The tradition among the earliest players of the game now living, is that
the root from which came our present base-ball was the old-time American
game of cat-ball. This was the original American ball game, and the
time when it was not played here is beyond the memory of living man.
There were two varieties of the game, the first called one-old-cat, or
one-cornered-cat, and the other two-old-cat.

In one-old-cat there were a batter, pitcher, catcher, and fielders.
There were no sides, and generally no bases to run, but in every other
respect the game was like base-ball. The batter was out if he missed
three times and the third strike was caught, or if the ball when hit was
caught on the fly or first bound. When the striker was put out the
catcher went in to bat, the pitcher to catch, and the first fielder to
pitch, and so on again when the next striker was retired. The order of
succession had been established when the players went on the field by
each calling out a number, as one, two, three, etc., one being the
batter, two the catcher, three the pitcher, four the first fielder, etc.
Thus, each in order secured his turn at bat, the coveted position.
Sometimes, when the party was larger, more than one striker was allowed,
and in that case, not only to give the idle striker something to do, but
to offer extra chances for putting him out, one or more bases were laid
out, and having hit the ball he was forced to run to these. If he could
be hit with the ball at any time when he was between bases he was out,
and he was forced to be back to the striker's position in time to take
his turn at bat. This made him take chances in running. No count was
kept of runs. Two-old-cat differed from one-old-cat in having two
batters at opposite stations, as in the old English stool-ball and the
more modern cricket, while the fielders divided so that half faced one
batter and half the other.

From one-old-cat to base-ball is a short step. It was only necessary to
choose sides, and then the count of runs made by each would form the
natural test of superiority. That base-ball actually did develop in this
way was the generally accepted theory for many years.

In 1869 an article in The Nation, from A. H. Sedgwick, commenting upon
the features of baseball arid cricket as exemplifying national
characteristics, said: To those other objectors who would contend that
our explanation supposes a gradual modification of the English into the
American game, while it is a matter of common learning that the latter
is of no foreign origin but the lineal descendant of that favorite of
boyhood, 'two-old-cat,' we would say that, fully agreeing with them as
to the historical fact, we have always believed it to be so clear as not
to need further evidence, and that for the purposes of this article the
history of the matter is out of place.

Records shown

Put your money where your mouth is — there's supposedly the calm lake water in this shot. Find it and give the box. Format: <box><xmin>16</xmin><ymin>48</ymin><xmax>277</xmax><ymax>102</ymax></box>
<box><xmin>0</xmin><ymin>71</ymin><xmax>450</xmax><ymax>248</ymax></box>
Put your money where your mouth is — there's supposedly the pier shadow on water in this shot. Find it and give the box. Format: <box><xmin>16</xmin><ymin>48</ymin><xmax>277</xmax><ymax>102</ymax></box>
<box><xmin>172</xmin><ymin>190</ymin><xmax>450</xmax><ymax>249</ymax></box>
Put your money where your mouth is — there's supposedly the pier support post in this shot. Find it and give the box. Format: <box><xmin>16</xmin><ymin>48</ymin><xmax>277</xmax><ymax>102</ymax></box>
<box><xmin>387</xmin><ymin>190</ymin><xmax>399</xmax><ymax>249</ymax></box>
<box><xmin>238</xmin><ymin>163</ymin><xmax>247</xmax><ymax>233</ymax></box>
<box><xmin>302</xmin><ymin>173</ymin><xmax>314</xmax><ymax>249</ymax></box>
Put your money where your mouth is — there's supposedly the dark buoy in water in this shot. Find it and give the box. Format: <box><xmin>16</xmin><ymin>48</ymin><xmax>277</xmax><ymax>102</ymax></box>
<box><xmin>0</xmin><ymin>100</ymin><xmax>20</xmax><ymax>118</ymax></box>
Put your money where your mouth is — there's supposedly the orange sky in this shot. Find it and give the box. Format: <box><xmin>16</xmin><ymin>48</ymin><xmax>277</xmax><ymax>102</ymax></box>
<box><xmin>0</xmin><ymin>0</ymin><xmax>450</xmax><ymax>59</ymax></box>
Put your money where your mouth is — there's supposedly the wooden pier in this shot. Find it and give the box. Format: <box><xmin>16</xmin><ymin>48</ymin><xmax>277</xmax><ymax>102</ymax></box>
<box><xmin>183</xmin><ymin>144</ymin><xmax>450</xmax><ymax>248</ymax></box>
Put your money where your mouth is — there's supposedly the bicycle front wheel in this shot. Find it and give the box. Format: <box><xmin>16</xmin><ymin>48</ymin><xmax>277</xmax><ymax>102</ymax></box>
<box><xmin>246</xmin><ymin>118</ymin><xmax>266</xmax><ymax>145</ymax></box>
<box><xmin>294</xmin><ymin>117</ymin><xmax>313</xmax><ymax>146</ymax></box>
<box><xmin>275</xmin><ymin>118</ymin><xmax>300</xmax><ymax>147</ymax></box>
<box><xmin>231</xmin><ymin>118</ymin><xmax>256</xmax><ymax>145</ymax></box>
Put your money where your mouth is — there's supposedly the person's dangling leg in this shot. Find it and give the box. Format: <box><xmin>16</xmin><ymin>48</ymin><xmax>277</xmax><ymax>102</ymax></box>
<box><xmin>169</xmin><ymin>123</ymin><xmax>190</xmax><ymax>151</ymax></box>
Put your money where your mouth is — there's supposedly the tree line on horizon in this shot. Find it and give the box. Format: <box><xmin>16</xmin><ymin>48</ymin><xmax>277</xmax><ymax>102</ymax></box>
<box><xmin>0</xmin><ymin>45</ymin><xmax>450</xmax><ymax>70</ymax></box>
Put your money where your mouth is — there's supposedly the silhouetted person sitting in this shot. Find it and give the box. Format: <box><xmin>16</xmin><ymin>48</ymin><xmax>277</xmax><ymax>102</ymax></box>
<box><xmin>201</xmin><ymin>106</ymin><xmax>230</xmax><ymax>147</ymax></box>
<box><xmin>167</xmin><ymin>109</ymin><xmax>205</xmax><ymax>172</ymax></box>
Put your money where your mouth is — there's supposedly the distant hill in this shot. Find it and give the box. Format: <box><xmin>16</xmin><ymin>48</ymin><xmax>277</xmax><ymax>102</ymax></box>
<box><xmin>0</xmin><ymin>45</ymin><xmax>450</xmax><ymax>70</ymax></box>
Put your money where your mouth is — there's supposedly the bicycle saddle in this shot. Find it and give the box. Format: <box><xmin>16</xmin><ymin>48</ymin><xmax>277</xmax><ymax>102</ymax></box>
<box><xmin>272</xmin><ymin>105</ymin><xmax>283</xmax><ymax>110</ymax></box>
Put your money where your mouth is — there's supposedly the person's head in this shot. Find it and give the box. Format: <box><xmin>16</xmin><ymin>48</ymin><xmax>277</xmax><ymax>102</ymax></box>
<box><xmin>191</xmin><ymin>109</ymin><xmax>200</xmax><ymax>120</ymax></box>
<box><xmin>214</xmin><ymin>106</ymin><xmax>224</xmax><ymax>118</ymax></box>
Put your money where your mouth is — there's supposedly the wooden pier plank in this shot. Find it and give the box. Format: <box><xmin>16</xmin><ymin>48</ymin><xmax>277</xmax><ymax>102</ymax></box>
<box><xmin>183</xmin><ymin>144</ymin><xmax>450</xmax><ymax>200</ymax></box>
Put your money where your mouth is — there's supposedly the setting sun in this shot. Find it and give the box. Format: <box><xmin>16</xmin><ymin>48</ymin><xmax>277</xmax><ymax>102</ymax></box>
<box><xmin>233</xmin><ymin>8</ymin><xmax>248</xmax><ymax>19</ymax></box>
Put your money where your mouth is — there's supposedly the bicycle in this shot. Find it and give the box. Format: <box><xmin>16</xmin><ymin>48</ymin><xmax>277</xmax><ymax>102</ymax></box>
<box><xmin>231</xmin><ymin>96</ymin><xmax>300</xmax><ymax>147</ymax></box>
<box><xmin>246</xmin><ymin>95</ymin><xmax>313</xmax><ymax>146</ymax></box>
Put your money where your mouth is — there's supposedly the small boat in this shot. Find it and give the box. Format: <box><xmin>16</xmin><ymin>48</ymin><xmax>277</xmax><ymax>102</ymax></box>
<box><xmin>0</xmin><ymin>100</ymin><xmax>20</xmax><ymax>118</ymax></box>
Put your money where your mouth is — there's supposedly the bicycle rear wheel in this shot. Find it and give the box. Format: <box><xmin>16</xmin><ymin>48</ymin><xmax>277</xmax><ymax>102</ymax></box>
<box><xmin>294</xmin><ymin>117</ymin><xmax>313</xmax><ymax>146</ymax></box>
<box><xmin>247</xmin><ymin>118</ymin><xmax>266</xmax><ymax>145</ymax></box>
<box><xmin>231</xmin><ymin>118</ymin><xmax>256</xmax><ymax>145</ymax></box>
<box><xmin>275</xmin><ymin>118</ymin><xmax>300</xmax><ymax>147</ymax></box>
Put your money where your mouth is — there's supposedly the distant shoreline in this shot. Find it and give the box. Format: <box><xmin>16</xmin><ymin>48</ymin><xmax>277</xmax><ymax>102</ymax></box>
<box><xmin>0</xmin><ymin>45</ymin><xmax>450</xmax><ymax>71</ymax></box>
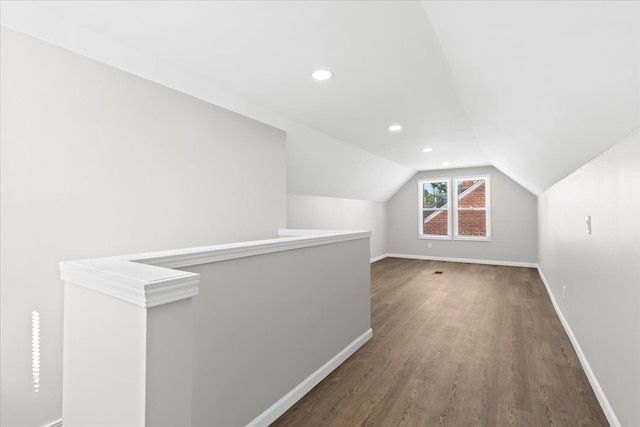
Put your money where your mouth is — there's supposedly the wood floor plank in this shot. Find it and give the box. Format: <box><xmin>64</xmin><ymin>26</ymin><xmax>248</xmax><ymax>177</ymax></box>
<box><xmin>272</xmin><ymin>258</ymin><xmax>608</xmax><ymax>427</ymax></box>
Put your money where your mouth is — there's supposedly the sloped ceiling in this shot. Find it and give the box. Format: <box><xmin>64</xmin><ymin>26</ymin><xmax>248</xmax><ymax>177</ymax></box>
<box><xmin>1</xmin><ymin>1</ymin><xmax>640</xmax><ymax>200</ymax></box>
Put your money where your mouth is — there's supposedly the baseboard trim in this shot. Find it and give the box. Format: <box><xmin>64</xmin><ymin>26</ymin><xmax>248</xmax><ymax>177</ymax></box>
<box><xmin>386</xmin><ymin>254</ymin><xmax>538</xmax><ymax>268</ymax></box>
<box><xmin>371</xmin><ymin>254</ymin><xmax>389</xmax><ymax>264</ymax></box>
<box><xmin>538</xmin><ymin>266</ymin><xmax>621</xmax><ymax>427</ymax></box>
<box><xmin>246</xmin><ymin>329</ymin><xmax>373</xmax><ymax>427</ymax></box>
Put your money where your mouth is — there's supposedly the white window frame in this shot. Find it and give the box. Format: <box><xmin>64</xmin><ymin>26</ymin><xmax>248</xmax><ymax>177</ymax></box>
<box><xmin>418</xmin><ymin>178</ymin><xmax>453</xmax><ymax>240</ymax></box>
<box><xmin>451</xmin><ymin>175</ymin><xmax>491</xmax><ymax>242</ymax></box>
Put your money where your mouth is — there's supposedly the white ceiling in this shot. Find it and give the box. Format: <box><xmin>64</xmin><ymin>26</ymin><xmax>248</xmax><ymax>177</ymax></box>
<box><xmin>2</xmin><ymin>1</ymin><xmax>640</xmax><ymax>200</ymax></box>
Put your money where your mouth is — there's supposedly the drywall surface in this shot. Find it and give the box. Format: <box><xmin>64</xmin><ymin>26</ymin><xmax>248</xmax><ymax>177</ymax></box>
<box><xmin>387</xmin><ymin>167</ymin><xmax>538</xmax><ymax>263</ymax></box>
<box><xmin>287</xmin><ymin>194</ymin><xmax>387</xmax><ymax>258</ymax></box>
<box><xmin>0</xmin><ymin>1</ymin><xmax>415</xmax><ymax>200</ymax></box>
<box><xmin>0</xmin><ymin>29</ymin><xmax>286</xmax><ymax>427</ymax></box>
<box><xmin>185</xmin><ymin>239</ymin><xmax>371</xmax><ymax>427</ymax></box>
<box><xmin>538</xmin><ymin>132</ymin><xmax>640</xmax><ymax>426</ymax></box>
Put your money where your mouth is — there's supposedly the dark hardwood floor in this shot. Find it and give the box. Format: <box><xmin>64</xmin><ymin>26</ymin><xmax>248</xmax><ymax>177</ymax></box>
<box><xmin>272</xmin><ymin>258</ymin><xmax>609</xmax><ymax>427</ymax></box>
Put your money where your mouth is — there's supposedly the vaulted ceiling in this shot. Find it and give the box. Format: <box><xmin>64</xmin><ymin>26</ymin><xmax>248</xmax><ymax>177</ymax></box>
<box><xmin>1</xmin><ymin>0</ymin><xmax>640</xmax><ymax>200</ymax></box>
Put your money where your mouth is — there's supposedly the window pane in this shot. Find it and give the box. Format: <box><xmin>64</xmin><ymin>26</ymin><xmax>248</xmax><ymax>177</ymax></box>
<box><xmin>422</xmin><ymin>181</ymin><xmax>449</xmax><ymax>209</ymax></box>
<box><xmin>422</xmin><ymin>209</ymin><xmax>449</xmax><ymax>236</ymax></box>
<box><xmin>458</xmin><ymin>211</ymin><xmax>487</xmax><ymax>236</ymax></box>
<box><xmin>456</xmin><ymin>179</ymin><xmax>487</xmax><ymax>208</ymax></box>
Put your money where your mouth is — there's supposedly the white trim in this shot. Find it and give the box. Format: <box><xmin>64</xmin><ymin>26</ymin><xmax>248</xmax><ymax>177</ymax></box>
<box><xmin>387</xmin><ymin>254</ymin><xmax>538</xmax><ymax>268</ymax></box>
<box><xmin>60</xmin><ymin>259</ymin><xmax>200</xmax><ymax>308</ymax></box>
<box><xmin>418</xmin><ymin>177</ymin><xmax>452</xmax><ymax>240</ymax></box>
<box><xmin>134</xmin><ymin>230</ymin><xmax>371</xmax><ymax>268</ymax></box>
<box><xmin>452</xmin><ymin>175</ymin><xmax>491</xmax><ymax>242</ymax></box>
<box><xmin>60</xmin><ymin>230</ymin><xmax>371</xmax><ymax>307</ymax></box>
<box><xmin>246</xmin><ymin>329</ymin><xmax>373</xmax><ymax>427</ymax></box>
<box><xmin>538</xmin><ymin>266</ymin><xmax>621</xmax><ymax>427</ymax></box>
<box><xmin>371</xmin><ymin>254</ymin><xmax>389</xmax><ymax>264</ymax></box>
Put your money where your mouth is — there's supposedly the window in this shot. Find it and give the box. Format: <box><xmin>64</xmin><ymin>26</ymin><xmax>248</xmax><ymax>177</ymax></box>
<box><xmin>453</xmin><ymin>176</ymin><xmax>491</xmax><ymax>240</ymax></box>
<box><xmin>418</xmin><ymin>178</ymin><xmax>451</xmax><ymax>239</ymax></box>
<box><xmin>418</xmin><ymin>176</ymin><xmax>491</xmax><ymax>241</ymax></box>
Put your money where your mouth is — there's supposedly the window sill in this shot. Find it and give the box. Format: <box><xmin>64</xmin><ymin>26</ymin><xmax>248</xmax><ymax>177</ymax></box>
<box><xmin>418</xmin><ymin>234</ymin><xmax>451</xmax><ymax>240</ymax></box>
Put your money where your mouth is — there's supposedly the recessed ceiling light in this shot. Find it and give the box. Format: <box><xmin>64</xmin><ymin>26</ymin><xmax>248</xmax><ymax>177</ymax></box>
<box><xmin>311</xmin><ymin>70</ymin><xmax>333</xmax><ymax>80</ymax></box>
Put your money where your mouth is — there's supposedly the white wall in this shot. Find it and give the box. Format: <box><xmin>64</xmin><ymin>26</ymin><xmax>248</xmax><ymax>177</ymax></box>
<box><xmin>538</xmin><ymin>132</ymin><xmax>640</xmax><ymax>426</ymax></box>
<box><xmin>387</xmin><ymin>166</ymin><xmax>538</xmax><ymax>263</ymax></box>
<box><xmin>186</xmin><ymin>239</ymin><xmax>371</xmax><ymax>427</ymax></box>
<box><xmin>0</xmin><ymin>1</ymin><xmax>415</xmax><ymax>200</ymax></box>
<box><xmin>287</xmin><ymin>194</ymin><xmax>387</xmax><ymax>258</ymax></box>
<box><xmin>0</xmin><ymin>29</ymin><xmax>286</xmax><ymax>427</ymax></box>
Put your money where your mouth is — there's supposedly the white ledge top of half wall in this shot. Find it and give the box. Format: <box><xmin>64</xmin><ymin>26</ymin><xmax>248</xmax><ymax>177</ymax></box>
<box><xmin>60</xmin><ymin>230</ymin><xmax>371</xmax><ymax>307</ymax></box>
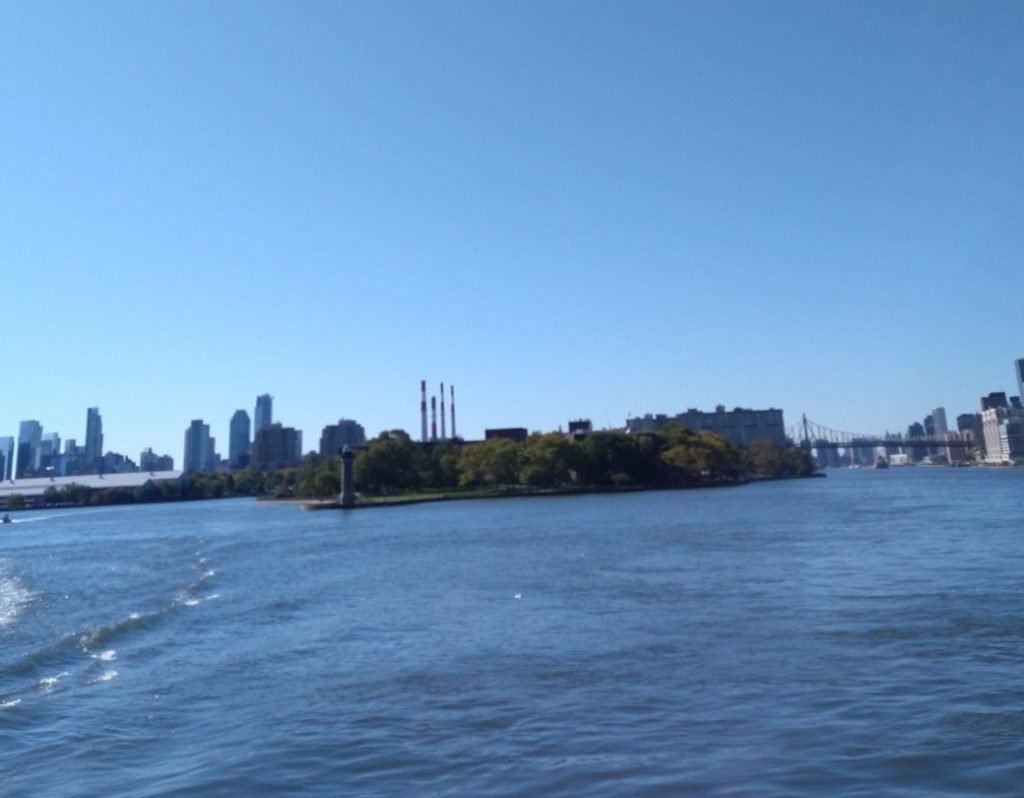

Written task
Can you continue the passage on baseball's descent from the old game of cat-ball, starting right after its final sentence?

Exercise output
Without going further into a consideration that might be greatly
prolonged, I reassert my belief that our national game is a home
production. In the field of out-door sports the American boy is easily
capable of devising his own amusements, and until some proof is adduced
that base-ball is not his invention I protest against this systematic
effort to rob him of his dues.

The recorded history of the game may be briefly sketched; it is not the
object here to give a succinct history:

In 1845 a number of gentlemen who had been in the habit, for several
years, of playing base-ball for recreation, determined to form
themselves into a permanent organization under the name of The
Knickerbocker Club. They drew up a Constitution and By-laws, and
scattered through the latter are to be found the first written rules of
the game. They little thought that that beginning would develop into the
present vast system of organized base-ball. They were guilty of no
crafty changes of any foreign game; there was no incentive for that.
They recorded the rules of the game as they remembered them from boyhood
and as they found them in vogue at that time. For six years the club
played regularly at the Elysian Field, the two nines being made up from
all the members present. From 1851 other clubs began to be organized,
and we find the Washington, Gotham (into which the Washington was
merged), Eagle, Empire, Putnam, Baltic, Union, Mutual, Excelsior,
Atlantic, Eckford, and many other clubs following in the space of a few
years.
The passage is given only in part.